Saved entries:
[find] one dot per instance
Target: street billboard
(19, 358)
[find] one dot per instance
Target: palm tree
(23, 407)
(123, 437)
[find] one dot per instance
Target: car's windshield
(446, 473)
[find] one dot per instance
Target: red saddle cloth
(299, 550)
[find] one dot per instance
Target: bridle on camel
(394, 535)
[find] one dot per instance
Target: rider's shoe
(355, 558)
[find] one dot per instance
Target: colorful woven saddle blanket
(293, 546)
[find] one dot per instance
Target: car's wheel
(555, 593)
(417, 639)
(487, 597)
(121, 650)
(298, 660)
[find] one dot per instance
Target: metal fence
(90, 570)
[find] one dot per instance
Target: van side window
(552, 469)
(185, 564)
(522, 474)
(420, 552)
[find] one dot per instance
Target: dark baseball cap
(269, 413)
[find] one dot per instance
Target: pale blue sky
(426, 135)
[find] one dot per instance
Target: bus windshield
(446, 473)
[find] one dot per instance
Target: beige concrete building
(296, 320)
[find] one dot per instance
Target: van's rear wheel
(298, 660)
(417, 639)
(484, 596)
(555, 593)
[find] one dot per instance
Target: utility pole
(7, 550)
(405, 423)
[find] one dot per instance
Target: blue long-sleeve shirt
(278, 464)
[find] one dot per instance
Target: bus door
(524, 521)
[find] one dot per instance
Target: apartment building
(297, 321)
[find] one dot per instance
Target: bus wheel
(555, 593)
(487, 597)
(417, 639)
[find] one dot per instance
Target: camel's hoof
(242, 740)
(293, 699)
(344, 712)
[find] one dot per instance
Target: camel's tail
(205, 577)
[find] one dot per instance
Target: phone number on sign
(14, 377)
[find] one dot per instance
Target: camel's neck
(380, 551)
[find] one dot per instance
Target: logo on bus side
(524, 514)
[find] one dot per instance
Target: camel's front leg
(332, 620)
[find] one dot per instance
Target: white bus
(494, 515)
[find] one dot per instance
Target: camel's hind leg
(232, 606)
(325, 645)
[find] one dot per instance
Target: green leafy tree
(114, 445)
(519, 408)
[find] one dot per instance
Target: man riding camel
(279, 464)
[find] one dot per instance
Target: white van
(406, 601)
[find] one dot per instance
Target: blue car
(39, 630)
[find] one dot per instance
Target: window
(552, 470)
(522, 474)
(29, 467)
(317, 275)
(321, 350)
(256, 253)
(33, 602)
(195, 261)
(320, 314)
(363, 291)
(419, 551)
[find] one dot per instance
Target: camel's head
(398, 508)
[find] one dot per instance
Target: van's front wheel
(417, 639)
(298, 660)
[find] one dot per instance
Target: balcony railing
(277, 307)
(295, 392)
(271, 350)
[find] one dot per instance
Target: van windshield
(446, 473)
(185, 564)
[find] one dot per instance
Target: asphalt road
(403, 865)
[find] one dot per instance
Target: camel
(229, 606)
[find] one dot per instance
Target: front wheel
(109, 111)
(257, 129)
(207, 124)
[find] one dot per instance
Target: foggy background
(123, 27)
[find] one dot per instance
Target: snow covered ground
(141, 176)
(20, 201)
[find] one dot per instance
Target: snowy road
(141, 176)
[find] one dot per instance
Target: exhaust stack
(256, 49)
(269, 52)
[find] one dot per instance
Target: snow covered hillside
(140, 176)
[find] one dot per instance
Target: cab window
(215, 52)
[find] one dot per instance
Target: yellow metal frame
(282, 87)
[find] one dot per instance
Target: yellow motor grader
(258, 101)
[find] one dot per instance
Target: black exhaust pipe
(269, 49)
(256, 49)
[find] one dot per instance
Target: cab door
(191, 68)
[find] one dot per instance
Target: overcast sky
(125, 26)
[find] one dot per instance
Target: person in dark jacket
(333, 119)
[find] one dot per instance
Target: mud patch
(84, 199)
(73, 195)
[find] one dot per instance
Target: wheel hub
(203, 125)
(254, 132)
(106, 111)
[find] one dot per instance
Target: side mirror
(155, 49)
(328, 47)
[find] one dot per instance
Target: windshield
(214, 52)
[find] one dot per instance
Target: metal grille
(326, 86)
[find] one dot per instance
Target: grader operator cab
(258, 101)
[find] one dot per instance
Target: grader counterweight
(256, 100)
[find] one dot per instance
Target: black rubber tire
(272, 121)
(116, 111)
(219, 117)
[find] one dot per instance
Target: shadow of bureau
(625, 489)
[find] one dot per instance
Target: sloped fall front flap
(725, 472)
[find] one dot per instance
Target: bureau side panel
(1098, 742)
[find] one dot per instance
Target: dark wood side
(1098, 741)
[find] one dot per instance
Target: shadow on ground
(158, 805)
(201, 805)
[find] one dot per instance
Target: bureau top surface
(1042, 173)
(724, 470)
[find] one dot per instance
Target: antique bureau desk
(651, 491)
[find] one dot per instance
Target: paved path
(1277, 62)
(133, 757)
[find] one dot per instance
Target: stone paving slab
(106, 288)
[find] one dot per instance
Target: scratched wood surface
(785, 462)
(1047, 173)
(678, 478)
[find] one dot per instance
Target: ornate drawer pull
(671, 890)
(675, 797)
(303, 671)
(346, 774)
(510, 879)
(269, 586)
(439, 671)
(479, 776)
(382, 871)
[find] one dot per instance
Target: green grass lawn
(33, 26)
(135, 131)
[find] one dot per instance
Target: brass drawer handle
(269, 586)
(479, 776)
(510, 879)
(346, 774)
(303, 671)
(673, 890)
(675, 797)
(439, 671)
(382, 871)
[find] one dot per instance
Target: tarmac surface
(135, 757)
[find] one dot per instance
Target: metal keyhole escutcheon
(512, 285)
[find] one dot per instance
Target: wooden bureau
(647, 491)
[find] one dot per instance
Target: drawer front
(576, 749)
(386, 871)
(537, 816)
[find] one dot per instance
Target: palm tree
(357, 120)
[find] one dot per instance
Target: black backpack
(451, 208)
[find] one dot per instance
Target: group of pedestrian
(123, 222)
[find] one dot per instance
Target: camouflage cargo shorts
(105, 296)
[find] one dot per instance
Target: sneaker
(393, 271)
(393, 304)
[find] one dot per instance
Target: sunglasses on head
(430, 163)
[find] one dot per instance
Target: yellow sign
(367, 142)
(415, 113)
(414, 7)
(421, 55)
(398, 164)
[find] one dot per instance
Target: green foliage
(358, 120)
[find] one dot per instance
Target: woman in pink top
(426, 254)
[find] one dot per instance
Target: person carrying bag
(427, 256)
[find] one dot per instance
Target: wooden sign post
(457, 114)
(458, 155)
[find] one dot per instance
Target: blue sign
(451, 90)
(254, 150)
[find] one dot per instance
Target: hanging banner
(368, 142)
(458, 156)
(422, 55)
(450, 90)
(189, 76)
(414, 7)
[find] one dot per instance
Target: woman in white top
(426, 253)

*ABOUT THIS EXERCISE*. Copy all of the entries above exactly as shown.

*WRITTEN SOLUTION*.
[find] one dot per instance
Target: street billboard
(19, 358)
[find] one dot per instance
Target: palm tree
(23, 407)
(123, 437)
[find] one dot per instance
Target: car's windshield
(446, 473)
[find] one dot per instance
Target: red saddle cloth
(299, 550)
[find] one dot per instance
Target: bridle on camel
(394, 535)
[find] one dot per instance
Target: rider's shoe
(355, 558)
[find] one dot per instance
Target: colorful woven saddle blanket
(293, 546)
[find] one dot per instance
Target: car's wheel
(555, 593)
(417, 639)
(487, 597)
(121, 650)
(298, 660)
[find] one dot per instance
Target: metal fence
(90, 570)
[find] one dot per instance
Target: van side window
(552, 469)
(185, 564)
(522, 474)
(420, 552)
[find] one dot per instance
Target: dark baseball cap
(269, 413)
[find] one dot per instance
Target: pale blue sky
(426, 135)
[find] one dot per instance
Target: bus windshield
(446, 473)
[find] one dot per instance
Target: beige concrete building
(296, 320)
[find] one dot per instance
Target: van's rear wheel
(298, 660)
(417, 639)
(484, 596)
(555, 593)
[find] one dot per instance
Target: utility pole
(7, 550)
(405, 423)
[find] one dot per instance
Target: blue long-sleeve shirt
(278, 464)
[find] one dot per instance
Target: bus door
(524, 521)
[find] one dot per instance
Target: apartment building
(297, 321)
[find] one dot per instance
Target: bus wheel
(555, 593)
(487, 597)
(417, 639)
[find] one dot per instance
Target: camel's hoof
(242, 740)
(293, 699)
(344, 712)
[find] one dot per instance
Target: camel's tail
(205, 577)
[find] one dot per instance
Target: phone number on sign
(14, 377)
[find] one dot per instance
Target: camel's neck
(380, 551)
[find] one dot per instance
Target: logo on bus side
(524, 514)
[find] one dot per instance
Target: camel's front leg
(332, 620)
[find] one dot per instance
Target: white bus
(494, 515)
[find] one dot per instance
Target: camel's hind leg
(232, 606)
(325, 645)
[find] one dot per instance
Target: green leafy tree
(114, 445)
(519, 408)
[find] one dot per instance
Target: man riding camel
(279, 464)
[find] one dot per instance
Target: white van
(406, 601)
[find] one dot per instance
Target: blue car
(39, 630)
[find] one dot per instance
Target: window
(552, 470)
(522, 474)
(29, 467)
(317, 275)
(321, 350)
(256, 253)
(33, 602)
(195, 261)
(320, 314)
(363, 291)
(419, 551)
[find] one dot per instance
Target: camel's head
(398, 508)
[find] one dot per instance
Target: van's front wheel
(417, 639)
(298, 660)
[find] one dot per instance
Target: balcony railing
(277, 307)
(295, 392)
(271, 350)
[find] one dot per instance
Target: van windshield
(446, 473)
(185, 564)
[find] one dot per instance
Target: asphalt road
(403, 865)
[find] one dot per instance
Target: camel
(229, 606)
[find] one dot per instance
Target: front wheel
(109, 111)
(257, 129)
(207, 124)
[find] one dot per instance
Target: foggy background
(123, 27)
[find] one dot per instance
Target: snow covered ground
(141, 176)
(20, 201)
[find] one dot per instance
Target: snowy road
(141, 176)
[find] one dot per instance
Target: exhaust stack
(256, 49)
(269, 52)
[find] one dot per instance
Target: snow covered hillside
(140, 176)
[find] one dot per instance
Target: cab window
(215, 52)
[find] one dot per instance
Target: yellow metal frame
(282, 87)
[find] one dot per instance
Target: yellow motor grader
(258, 101)
[find] one dot per instance
Target: black exhaust pipe
(269, 49)
(256, 49)
[find] one dot per instance
Target: cab door
(191, 68)
[find] one dot per instance
Target: overcast sky
(125, 26)
[find] one dot per instance
Target: person in dark jacket
(333, 119)
[find] one dot per instance
Target: mud patch
(84, 199)
(73, 195)
[find] one dot per instance
Target: wheel hub
(203, 125)
(254, 132)
(106, 111)
[find] one dot per instance
Target: side mirror
(155, 49)
(328, 47)
[find] one dot per instance
Target: windshield
(214, 52)
[find] one dot per instance
Target: metal grille
(326, 86)
[find] one dot per instance
Target: grader operator cab
(258, 101)
[find] one dot per instance
Target: grader counterweight
(256, 100)
[find] one dot per instance
Target: black rubber tire
(272, 121)
(116, 111)
(219, 117)
[find] one dot per instance
Target: shadow of bureau
(625, 489)
[find] one dot per instance
Target: sloped fall front flap
(725, 472)
[find] one dot per instance
Target: bureau side panel
(1098, 742)
[find] one dot per instance
Target: dark wood side
(1098, 741)
[find] one dot per instance
Target: shadow on ground
(158, 805)
(201, 805)
[find] one dot per instance
Target: bureau top surface
(1042, 173)
(724, 470)
[find] one dot per instance
Target: antique bureau desk
(651, 491)
[find] one dot per instance
Target: paved path
(1277, 62)
(133, 757)
[find] one dot per instance
Target: stone paving slab
(106, 288)
[find] one dot per instance
Target: scratched wood surface
(785, 462)
(1047, 173)
(678, 478)
[find] one dot per instance
Target: ornate drawer pull
(671, 890)
(675, 797)
(303, 671)
(346, 774)
(510, 879)
(269, 586)
(439, 671)
(479, 776)
(382, 871)
[find] one dot per instance
Target: green grass lawn
(33, 26)
(135, 131)
[find] one dot per instance
Target: brass drawer handle
(269, 586)
(479, 776)
(510, 879)
(346, 774)
(303, 671)
(673, 890)
(675, 797)
(439, 671)
(382, 871)
[find] one dot per instance
Target: tarmac surface
(135, 757)
[find] one dot per instance
Target: metal keyhole escutcheon
(512, 285)
[find] one dot per instance
Target: wooden bureau
(647, 491)
[find] one dot per instance
Target: drawer front
(576, 749)
(386, 871)
(537, 816)
[find] one dot per instance
Target: palm tree
(357, 120)
[find] one dot per instance
Target: black backpack
(451, 208)
[find] one dot per instance
Target: group of pedestrian
(123, 222)
[find] one dot per instance
Target: camouflage cargo shorts
(105, 296)
[find] one dot per instance
Target: sneaker
(393, 271)
(393, 304)
[find] one dot per instance
Target: sunglasses on head
(430, 163)
[find] one dot per instance
Target: yellow sign
(367, 142)
(415, 113)
(414, 7)
(421, 55)
(398, 164)
[find] one dot per instance
Target: green foliage
(358, 120)
[find] one dot per instance
Target: woman in pink top
(426, 254)
[find] one dot per instance
Target: person carrying bag
(427, 256)
[find] one dot per instance
Target: wooden sign post
(457, 114)
(458, 155)
[find] one dot per instance
Target: blue sign
(451, 90)
(254, 150)
[find] one dot per instance
Target: hanging banner
(368, 142)
(458, 156)
(422, 55)
(450, 90)
(189, 76)
(414, 7)
[find] one dot per instance
Target: woman in white top
(426, 253)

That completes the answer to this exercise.